━━ Estratto ━━

Gli anni della reazione/repressione in Italia

Gli anni successivi a quelli in cui fallirono i moti rivoluzionari del ’20 e del ’21 sono tradizionalmente considerati come il periodo della repressione più severa in tutta l’età del Risorgimento entro gli Stati italiani, eccetto forse lo Stato della Chiesa e il regno delle Due Sicilie, dove l’oppressione governativa verificatasi rende superfluo qualsiasi giudizio qualitativo in tal senso. Il rigore della repressione risultò forse ancor più grave a causa della sua coincidenza con una importante crisi economica. La rapida caduta dei prezzi fra il 1818 e il 1826 in un’Italia prevalentemente agricola, rese più pesante per i proprietari terrieri l’imposta fondiaria fissata in epoca napoleonica, e mantenuta in vigore dai governi restaurati; aumentò così notevolmente la mendicità, l’alta mortalità fra i contadini, malattie da malnutrizione, infanzia abbandonata.

━━━

• _Serie di compiti_:
A) Riporta senza modifiche il passo dell'estratto che parte dalle parole "Gli anni successivi" e si ferma dopo "malnutrizione, infanzia abbandonata.".
B) Secondo l'estratto sulla repressione in Italia, perché l'imposta fondiaria divenne più pesante per i proprietari terrieri?
C) Rispondi alle domande usando l'estratto.
(i) Dopo il fallimento di quali moti iniziano gli anni descritti?
(ii) Quali due Stati sono esclusi dal confronto sulla severità della repressione?
(iii) Quali conseguenze della crisi elenca l'ultima frase?
I record non servono per svolgere questo lavoro.

━━ Estratti di dati ━━

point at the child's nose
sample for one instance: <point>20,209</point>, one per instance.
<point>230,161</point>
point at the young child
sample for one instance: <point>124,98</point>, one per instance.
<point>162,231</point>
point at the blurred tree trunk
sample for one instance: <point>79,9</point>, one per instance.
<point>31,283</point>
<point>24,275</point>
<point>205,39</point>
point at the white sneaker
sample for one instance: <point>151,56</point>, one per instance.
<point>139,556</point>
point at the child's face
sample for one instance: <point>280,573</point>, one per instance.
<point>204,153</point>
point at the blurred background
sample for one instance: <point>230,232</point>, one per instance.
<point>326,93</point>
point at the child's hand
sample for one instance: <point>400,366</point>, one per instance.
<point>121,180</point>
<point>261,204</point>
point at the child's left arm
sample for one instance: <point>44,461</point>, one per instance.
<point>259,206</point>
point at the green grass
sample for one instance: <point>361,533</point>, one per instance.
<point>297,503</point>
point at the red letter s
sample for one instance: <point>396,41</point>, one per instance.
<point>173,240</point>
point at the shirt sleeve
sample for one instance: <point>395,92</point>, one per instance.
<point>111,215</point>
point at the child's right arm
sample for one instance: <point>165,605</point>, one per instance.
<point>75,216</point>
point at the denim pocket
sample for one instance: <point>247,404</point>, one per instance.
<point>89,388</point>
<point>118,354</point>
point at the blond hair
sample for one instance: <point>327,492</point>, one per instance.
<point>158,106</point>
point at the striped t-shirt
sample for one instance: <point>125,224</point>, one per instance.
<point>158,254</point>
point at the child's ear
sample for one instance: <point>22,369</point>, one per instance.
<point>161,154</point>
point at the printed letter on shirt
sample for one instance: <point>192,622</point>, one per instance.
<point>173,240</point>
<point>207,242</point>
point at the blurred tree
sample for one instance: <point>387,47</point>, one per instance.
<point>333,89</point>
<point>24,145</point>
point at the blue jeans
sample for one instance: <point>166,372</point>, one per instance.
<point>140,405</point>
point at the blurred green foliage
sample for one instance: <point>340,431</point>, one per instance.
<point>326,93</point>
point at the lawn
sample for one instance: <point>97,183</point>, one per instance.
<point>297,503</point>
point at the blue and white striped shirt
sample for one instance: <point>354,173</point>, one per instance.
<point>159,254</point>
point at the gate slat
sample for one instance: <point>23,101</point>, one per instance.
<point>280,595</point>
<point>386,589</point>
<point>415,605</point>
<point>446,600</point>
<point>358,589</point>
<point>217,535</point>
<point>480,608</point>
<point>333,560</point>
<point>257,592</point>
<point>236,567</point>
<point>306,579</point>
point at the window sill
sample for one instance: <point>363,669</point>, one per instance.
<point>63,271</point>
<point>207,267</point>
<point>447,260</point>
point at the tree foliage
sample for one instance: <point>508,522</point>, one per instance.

━━━

• _Elenco delle risposte_:
A)
Gli anni successivi a quelli in cui fallirono i moti rivoluzionari del ’20 e del ’21 sono tradizionalmente considerati come il periodo della repressione più severa in tutta l’età del Risorgimento entro gli Stati italiani, eccetto forse lo Stato della Chiesa e il regno delle Due Sicilie, dove l’oppressione governativa verificatasi rende superfluo qualsiasi giudizio qualitativo in tal senso. Il rigore della repressione risultò forse ancor più grave a causa della sua coincidenza con una importante crisi economica. La rapida caduta dei prezzi fra il 1818 e il 1826 in un’Italia prevalentemente agricola, rese più pesante per i proprietari terrieri l’imposta fondiaria fissata in epoca napoleonica, e mantenuta in vigore dai governi restaurati; aumentò così notevolmente la mendicità, l’alta mortalità fra i contadini, malattie da malnutrizione, infanzia abbandonata.

B) Fra il 1818 e il 1826 i prezzi caddero rapidamente in un'Italia prevalentemente agricola. Intanto l'imposta fondiaria restava quella fissata in epoca napoleonica, mantenuta in vigore dai governi restaurati.

C)
(i) I moti rivoluzionari del '20 e del '21.
(ii) Lo Stato della Chiesa e il regno delle Due Sicilie.
(iii) L'aumento della mendicità, l'alta mortalità fra i contadini, le malattie da malnutrizione e l'infanzia abbandonata.